EXERCISE 1. From the passage below about the leadership retreat, list everything the attendees were treated to at the retreat.
EXERCISE 2. Print the part of the passage below about the leadership retreat starting at "It’s Wednesday mid-morning, I" and ending at "my best shot!".
EXERCISE 3.
Answer these questions using the passage below about the leadership retreat.
(a) What anniversary does the end of August mark for the writer?
(b) To which city and state was the writer flown for the retreat?
(c) What has the writer always struggled with, despite being a straight-A student?

It’s Wednesday mid-morning, I skipped my workout because I woke up feeling really lazy after staying up too late, I’m supposed to be bringing my car into the shop to get the transmission looked at...but I don’t think I can leave the house until I get some of these feels out! So even though I’m struggling to find words to describe everything I want to say, here goes my best shot!

This past year has been a giant Anna-experiment in comfort zone busting.

The end of August (how is it already August??) marks one year since I quit my job to work for myself, and the ensuing emotional rollercoaster has taught me so much about myself, what I believe, and what I want for my future and career.

This past weekend was another comfort zone milestone. I was invited to a leadership retreat and flown down to Orlando, Florida to spend two nights and days with my Beachbody mentors Robb and Chelsea, ten of the other leaders on our team, and a top 10 coach Carly Del Carlo.

We were treated to a private photo shoot, delicious food and drinks, and lots of bonding time. I’d say “networking,” but it felt more like a bachelorette party-meets-girlboss mastermind.

Just being in the presence of so many driven, successful, ambitious, and big hearted people was oh so powerful and a little overwhelming to realize that they saw me as an equal.

Even though I grew up as a straight-A student and high achiever, I've always struggled with self-esteem and I used to be easily intimidated by outgoing, confident, outwardly successful women.

For years I was content to sit on the sidelines and read blogs, stalk social media accounts, and watch creative entrepreneurs do their thing. Over the past several months though, I’ve been feeling pulled towards that energy and a growing desire to make a bigger difference...to use my life and my story to inspire other women too. To come out of the shadows and BE SEEN and respected as a leader and mentor.

PROVIDED MATERIAL.
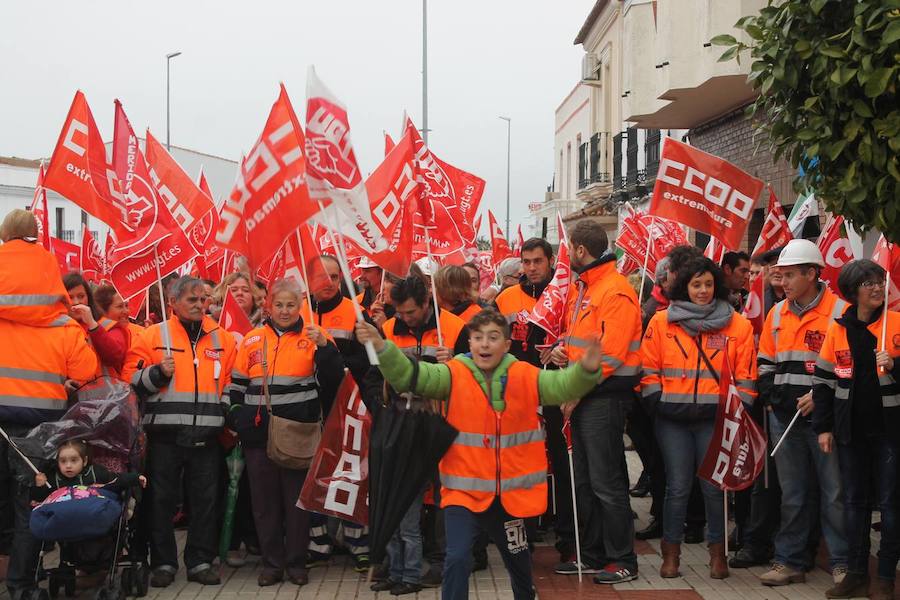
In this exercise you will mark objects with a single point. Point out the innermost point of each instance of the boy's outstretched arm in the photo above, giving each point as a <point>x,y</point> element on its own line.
<point>433,380</point>
<point>570,384</point>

EXERCISE OUTPUT 1.
- A private photo shoot
- Delicious food and drinks
- Lots of bonding time

EXERCISE OUTPUT 2.
It’s Wednesday mid-morning, I skipped my workout because I woke up feeling really lazy after staying up too late, I’m supposed to be bringing my car into the shop to get the transmission looked at...but I don’t think I can leave the house until I get some of these feels out! So even though I’m struggling to find words to describe everything I want to say, here goes my best shot!

EXERCISE OUTPUT 3.
(a) One year since the writer quit a job to work for themselves.
(b) Orlando, Florida.
(c) Self-esteem.